- _Exercise goal_
Exactly and only the lines from the one with "Where can the concrete" through the end of the listing are to be transcribed, both ends included.

- _Records from a data source_
______________________________

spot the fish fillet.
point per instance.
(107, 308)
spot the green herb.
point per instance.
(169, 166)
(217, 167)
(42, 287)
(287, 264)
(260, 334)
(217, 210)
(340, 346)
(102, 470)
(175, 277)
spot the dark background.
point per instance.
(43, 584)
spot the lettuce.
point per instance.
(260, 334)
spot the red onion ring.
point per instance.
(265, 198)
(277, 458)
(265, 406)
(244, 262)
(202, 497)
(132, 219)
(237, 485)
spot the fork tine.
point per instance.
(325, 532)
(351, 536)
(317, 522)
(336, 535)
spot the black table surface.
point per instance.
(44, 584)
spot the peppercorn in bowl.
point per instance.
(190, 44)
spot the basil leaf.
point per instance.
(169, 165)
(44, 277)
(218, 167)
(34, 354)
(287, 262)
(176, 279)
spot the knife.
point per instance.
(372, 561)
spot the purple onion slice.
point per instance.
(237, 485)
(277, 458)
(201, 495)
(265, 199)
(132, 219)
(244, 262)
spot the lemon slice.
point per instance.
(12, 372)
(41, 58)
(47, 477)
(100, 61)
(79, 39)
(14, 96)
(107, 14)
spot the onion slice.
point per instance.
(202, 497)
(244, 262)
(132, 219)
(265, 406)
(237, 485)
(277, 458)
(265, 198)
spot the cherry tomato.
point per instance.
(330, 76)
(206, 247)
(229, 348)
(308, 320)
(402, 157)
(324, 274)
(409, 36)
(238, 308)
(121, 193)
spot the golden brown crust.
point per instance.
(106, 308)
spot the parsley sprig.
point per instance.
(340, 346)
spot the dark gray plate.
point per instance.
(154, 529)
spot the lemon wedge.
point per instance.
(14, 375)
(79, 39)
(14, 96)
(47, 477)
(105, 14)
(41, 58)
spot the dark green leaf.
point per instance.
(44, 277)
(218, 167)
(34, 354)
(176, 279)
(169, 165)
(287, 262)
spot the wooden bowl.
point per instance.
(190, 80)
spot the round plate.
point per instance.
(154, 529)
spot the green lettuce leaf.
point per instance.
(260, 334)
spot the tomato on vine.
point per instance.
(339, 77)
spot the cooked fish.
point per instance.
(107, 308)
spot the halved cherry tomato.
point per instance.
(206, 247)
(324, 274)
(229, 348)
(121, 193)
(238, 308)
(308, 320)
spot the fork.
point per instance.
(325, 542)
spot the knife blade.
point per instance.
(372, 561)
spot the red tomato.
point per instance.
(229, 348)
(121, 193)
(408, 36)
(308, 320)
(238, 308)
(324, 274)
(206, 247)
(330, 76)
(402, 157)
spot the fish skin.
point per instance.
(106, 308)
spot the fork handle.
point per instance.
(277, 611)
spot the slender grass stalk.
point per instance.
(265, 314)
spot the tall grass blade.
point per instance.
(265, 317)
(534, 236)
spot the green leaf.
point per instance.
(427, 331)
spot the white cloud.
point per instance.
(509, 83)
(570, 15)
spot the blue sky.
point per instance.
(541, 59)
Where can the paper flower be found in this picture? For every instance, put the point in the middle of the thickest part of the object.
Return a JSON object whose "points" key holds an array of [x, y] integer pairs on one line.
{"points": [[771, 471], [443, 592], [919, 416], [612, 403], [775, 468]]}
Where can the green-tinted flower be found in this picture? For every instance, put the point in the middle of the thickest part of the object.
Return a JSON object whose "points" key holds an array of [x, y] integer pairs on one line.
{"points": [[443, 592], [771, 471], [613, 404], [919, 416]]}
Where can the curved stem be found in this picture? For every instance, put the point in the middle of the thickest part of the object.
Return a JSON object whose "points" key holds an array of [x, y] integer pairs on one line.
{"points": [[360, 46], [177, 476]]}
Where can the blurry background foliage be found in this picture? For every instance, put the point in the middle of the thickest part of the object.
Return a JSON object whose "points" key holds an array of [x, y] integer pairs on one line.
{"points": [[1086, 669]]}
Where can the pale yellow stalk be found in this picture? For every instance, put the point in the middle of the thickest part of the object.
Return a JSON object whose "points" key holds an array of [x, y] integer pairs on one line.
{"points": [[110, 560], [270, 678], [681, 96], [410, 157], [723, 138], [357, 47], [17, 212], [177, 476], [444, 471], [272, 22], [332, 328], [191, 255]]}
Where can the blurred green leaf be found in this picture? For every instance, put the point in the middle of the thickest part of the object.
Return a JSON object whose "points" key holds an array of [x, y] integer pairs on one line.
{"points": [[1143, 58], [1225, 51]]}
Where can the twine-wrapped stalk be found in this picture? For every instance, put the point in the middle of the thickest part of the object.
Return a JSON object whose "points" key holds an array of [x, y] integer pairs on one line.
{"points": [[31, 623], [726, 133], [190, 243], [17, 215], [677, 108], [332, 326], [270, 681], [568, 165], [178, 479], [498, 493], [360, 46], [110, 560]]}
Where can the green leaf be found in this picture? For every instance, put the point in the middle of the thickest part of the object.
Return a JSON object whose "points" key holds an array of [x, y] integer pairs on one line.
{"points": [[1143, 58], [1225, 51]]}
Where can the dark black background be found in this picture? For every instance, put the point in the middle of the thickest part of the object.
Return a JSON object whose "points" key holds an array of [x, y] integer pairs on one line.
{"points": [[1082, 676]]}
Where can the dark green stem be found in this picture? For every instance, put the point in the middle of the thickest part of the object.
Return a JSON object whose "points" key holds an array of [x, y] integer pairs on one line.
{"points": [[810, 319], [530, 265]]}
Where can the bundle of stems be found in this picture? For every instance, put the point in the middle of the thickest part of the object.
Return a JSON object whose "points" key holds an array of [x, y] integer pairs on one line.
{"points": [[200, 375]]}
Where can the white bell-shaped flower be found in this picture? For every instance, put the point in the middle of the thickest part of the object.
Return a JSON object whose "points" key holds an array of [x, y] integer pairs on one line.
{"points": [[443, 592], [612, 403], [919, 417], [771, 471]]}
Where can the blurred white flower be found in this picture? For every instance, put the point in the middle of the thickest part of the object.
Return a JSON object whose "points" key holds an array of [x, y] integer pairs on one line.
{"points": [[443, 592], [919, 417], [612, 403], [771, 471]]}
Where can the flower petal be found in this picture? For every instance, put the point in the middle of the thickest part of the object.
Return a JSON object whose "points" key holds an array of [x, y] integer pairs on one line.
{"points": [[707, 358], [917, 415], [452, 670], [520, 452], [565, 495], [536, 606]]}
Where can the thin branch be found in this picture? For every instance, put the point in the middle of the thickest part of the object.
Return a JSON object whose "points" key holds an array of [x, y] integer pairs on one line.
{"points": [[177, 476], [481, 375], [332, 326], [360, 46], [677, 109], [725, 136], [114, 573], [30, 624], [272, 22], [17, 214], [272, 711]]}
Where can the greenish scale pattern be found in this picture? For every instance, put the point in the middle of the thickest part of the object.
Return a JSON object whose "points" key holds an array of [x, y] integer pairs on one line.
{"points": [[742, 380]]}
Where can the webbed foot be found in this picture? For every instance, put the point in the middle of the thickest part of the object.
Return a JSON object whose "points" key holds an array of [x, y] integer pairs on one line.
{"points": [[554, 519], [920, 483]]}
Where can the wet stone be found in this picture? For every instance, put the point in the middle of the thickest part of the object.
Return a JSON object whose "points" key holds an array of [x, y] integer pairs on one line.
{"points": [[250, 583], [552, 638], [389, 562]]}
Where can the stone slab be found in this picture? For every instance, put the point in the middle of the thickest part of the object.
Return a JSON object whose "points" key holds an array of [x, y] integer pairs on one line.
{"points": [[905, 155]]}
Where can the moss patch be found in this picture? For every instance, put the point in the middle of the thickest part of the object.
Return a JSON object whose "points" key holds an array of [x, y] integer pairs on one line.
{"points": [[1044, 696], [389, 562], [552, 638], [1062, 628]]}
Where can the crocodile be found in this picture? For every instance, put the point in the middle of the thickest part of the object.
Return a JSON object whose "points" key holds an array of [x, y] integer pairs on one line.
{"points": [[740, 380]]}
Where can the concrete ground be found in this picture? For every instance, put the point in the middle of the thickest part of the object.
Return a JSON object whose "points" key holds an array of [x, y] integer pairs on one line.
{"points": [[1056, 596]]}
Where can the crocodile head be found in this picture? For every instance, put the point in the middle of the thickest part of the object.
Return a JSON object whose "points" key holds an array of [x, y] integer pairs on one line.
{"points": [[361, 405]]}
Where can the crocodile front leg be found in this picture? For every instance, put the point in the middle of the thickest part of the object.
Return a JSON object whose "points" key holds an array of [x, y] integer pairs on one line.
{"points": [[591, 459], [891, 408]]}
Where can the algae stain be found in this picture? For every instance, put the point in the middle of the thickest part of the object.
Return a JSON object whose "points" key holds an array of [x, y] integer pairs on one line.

______________________________

- _Response to the task_
Where can the concrete ground be found in this picture? For every instance, put the point in the middle of the thickest part of the object.
Return a JSON object whose "points" key holds an array of [x, y] integer pairs on one line.
{"points": [[1056, 596]]}
Where can the crocodile head be found in this picture? For every instance, put the point in the middle of the thickest part of the object.
Return a JSON object whose "points" key holds an array of [x, y] integer pairs on one line.
{"points": [[361, 405]]}
Where can the crocodile front leg be found in this picture? For every instance, put the point in the middle of the thickest part of the object.
Return a JSON object whose "points" key holds an array of [x, y] integer pairs on one line.
{"points": [[591, 459], [891, 408]]}
Where can the algae stain be found in this picture? For every instance, put the point in the middle of the thickest part of the object.
Return a JSON object whose "points" key holds an array of [x, y] integer pairs on one line.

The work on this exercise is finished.